До самой смерти он работал над изучением клеточной физиологии и ее противоположности – клеточной патологии. Его работа на протяжении нескольких десятилетий разжигала искры многих важных идей, оставила богатое наследие и определила выводы данной книги. Я могу назвать не менее десяти выдвинутых им главных постулатов клеточной биологии, но по мере углубления нашего понимания клеток мы найдем и другие.

1. Все клетки происходят от других клеток.

2. Первая человеческая клетка дает начало всем человеческим тканям. Таким образом, теоретически каждую клетку человеческого тела можно получить из эмбриональной клетки (или стволовой клетки).

3. Хотя клетки сильно разнятся по форме и функции, между ними существует глубокое физиологическое сходство.

4. Клетки могут перенастраивать эти сходные физиологические способности для выполнения специализированных функций. Иммунная клетка использует свой молекулярный аппарат для переваривания микробов, а клетка глии использует аналогичный механизм для удаления лишних синапсов в мозге.

5. Системы клеток со специализированными функциями, сообщающиеся между собой на коротких и дальних расстояниях с помощью специальных сигналов, могут играть важную физиологическую роль, которую индивидуальные клетки играть не в состоянии, например залечивать раны, сообщать о метаболическом статусе, обеспечивать чувствительность, сознание, гомеостаз, иммунитет. Человеческое тело функционирует как гражданский союз кооперирующих клеток. Разрушение этого союза выводит нас из нормального состояния и подталкивает к болезни.

6. Таким образом, клеточная физиология является основой человеческой физиологии, а клеточная патология – основой человеческих патологий.

_Задание 1_
Изложите содержание текста о постулатах клеточной биологии в двух предложениях.
_Задание 2_
Воспроизведите дословно участок текста о постулатах клеточной биологии от слов «5. Системы клеток со» до слов «подталкивает к болезни.» включительно.
Записи взяты из другого источника.

_Данные упражнения_
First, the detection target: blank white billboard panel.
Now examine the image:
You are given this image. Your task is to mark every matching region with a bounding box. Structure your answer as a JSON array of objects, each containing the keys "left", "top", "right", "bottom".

--

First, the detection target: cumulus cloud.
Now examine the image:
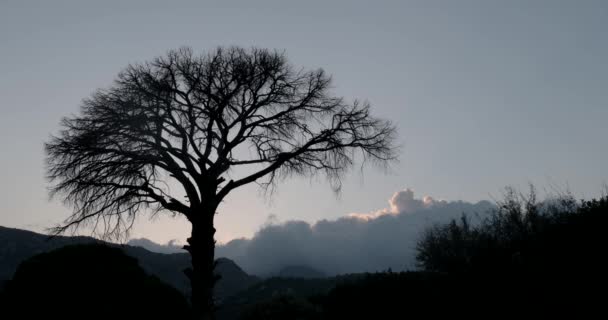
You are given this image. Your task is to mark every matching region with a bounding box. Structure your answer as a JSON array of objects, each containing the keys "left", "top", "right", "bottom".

_Результат выполнения 1_
До самой смерти исследователь изучал клеточную физиологию и клеточную патологию и выдвинул ряд постулатов: все клетки происходят от других клеток, а первая человеческая клетка дает начало всем тканям человека. Клетки при всем различии физиологически сходны и перенастраивают общие способности под специализированные функции, их системы выполняют роли, недоступные отдельной клетке, поэтому клеточная физиология и патология служат основой физиологии и патологий человека.

_Результат выполнения 2_
5. Системы клеток со специализированными функциями, сообщающиеся между собой на коротких и дальних расстояниях с помощью специальных сигналов, могут играть важную физиологическую роль, которую индивидуальные клетки играть не в состоянии, например залечивать раны, сообщать о метаболическом статусе, обеспечивать чувствительность, сознание, гомеостаз, иммунитет. Человеческое тело функционирует как гражданский союз кооперирующих клеток. Разрушение этого союза выводит нас из нормального состояния и подталкивает к болезни.